→ **Given instruction**
Report each line in the records below that contains the string "query".
===== Information provided
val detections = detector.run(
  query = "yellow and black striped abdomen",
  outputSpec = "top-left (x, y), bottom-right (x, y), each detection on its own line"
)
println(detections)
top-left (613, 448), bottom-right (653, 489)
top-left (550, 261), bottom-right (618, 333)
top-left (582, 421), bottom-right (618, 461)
==========
===== Information provided
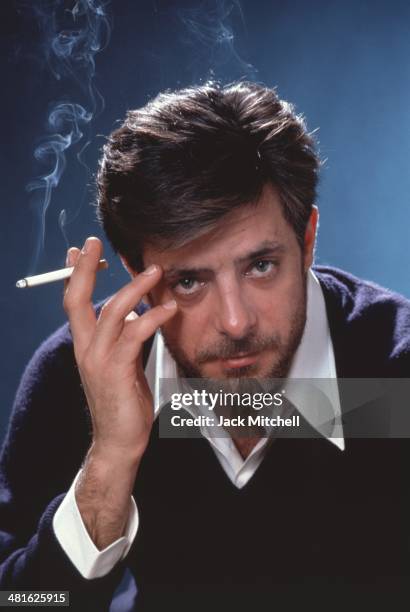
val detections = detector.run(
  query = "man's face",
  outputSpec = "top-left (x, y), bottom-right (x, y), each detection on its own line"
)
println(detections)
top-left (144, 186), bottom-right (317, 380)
==========
→ **Expected answer**
  query = "yellow and black striped abdomen",
  query = "man's face",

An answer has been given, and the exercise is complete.